Specimen preparation. a Prepared rock slice. b Cemented rock slice. c Waiting for concrete pouring. d Concrete pouring. e Maintenance for concrete setting. f Combined specimen. g Hole drilling. h Steel pipe fixing

Fig. 4
figure 4

Illustration of the testing specimen. a Schematic diagram. b Real fracturing specimen

The specific experimental parameters are listed in Table 1. Test sample 1# to sample 3# were tri-layered media, and sample 4# and sample 5# were five-layered media. The stress conditions were the same for all samples: the vertical stress is 27 MPa, the maximum horizontal stress 22 MPa, and the minimum horizontal stress 16 MPa.

Table 1 Summary of experimental parameters

2.3 Experimental procedure

Spiral perforation instead of open hole completion is always adopted in oilfields. Limited by the scale of indoor experiments, it is difficult to perform such operations as casing cementing and helical perforation. Therefore, complex near-wellbore fractures induced by helical distribution of perforations were neglected. Instead, the fracture propagation from only one perforation hole along the direction of the maximum horizontal stress was investigated. In the experiments, the maximum horizontal stress was applied along the simulated perforation hole axis, the vertical stress perpendicular to the interface and the minimum horizontal stress perpendicular to the direction of maximum horizontal stress and vertical stress (Fig. 4a). To avoid the unbalanced loading of triaxial stresses, the 3D stresses were first loaded to the value of the minimum horizontal stress at the same time (16 MPa), and then the maximum horizontal stress and vertical stress were slowly increased to the set maximum horizontal value (22 MPa). Eventually, the vertical stress was again slowly increased to the designed value (27 MPa) to finish the 3D stress loading. Once the stresses reached their desired values, a delay of approximately 15 to 30 min was allowed to establish a stress equilibrium around the hole prior to the fracturing test. After experiments, we observed fracture geometries based on the tracer distribution of the luminous yellow fluorescent dye added to the fracturing fluids.

- **REQUIREMENTS**
1. In the fracturing test excerpt, how long was the delay after the stresses reached their desired values and before the fracturing test began?
2. Turn the paragraph of the fracturing test excerpt that begins "The specific experimental parameters" into a short list that keeps its main facts.
3. Pull from the fracturing test excerpt the passage between "Specimen preparation. a" and "horizontal stress 16 MPa.", inclusive, copied word for word.

- **RECORDED DATA**

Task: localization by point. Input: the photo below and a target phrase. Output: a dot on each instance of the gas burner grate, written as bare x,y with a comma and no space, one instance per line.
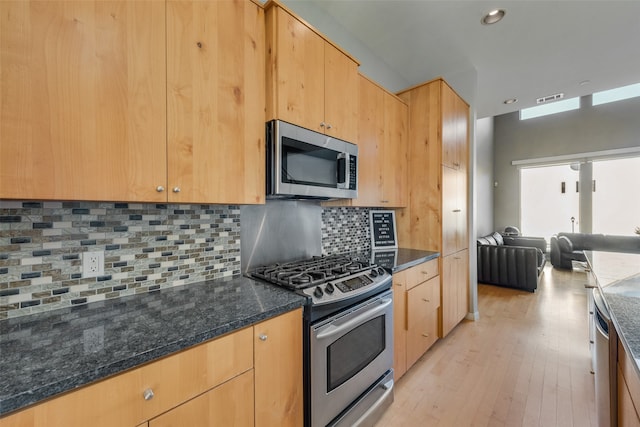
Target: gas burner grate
311,272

- **RESULTS**
1. Approximately 15 to 30 minutes.

2.
- Table 1 lists the experimental parameters.
- Samples 1# to 3# were tri-layered media.
- Samples 4# and 5# were five-layered media.
- All samples had the same stress conditions: vertical stress 27 MPa, maximum horizontal stress 22 MPa, minimum horizontal stress 16 MPa.

3.
Specimen preparation. a Prepared rock slice. b Cemented rock slice. c Waiting for concrete pouring. d Concrete pouring. e Maintenance for concrete setting. f Combined specimen. g Hole drilling. h Steel pipe fixing

Fig. 4
figure 4

Illustration of the testing specimen. a Schematic diagram. b Real fracturing specimen

The specific experimental parameters are listed in Table 1. Test sample 1# to sample 3# were tri-layered media, and sample 4# and sample 5# were five-layered media. The stress conditions were the same for all samples: the vertical stress is 27 MPa, the maximum horizontal stress 22 MPa, and the minimum horizontal stress 16 MPa.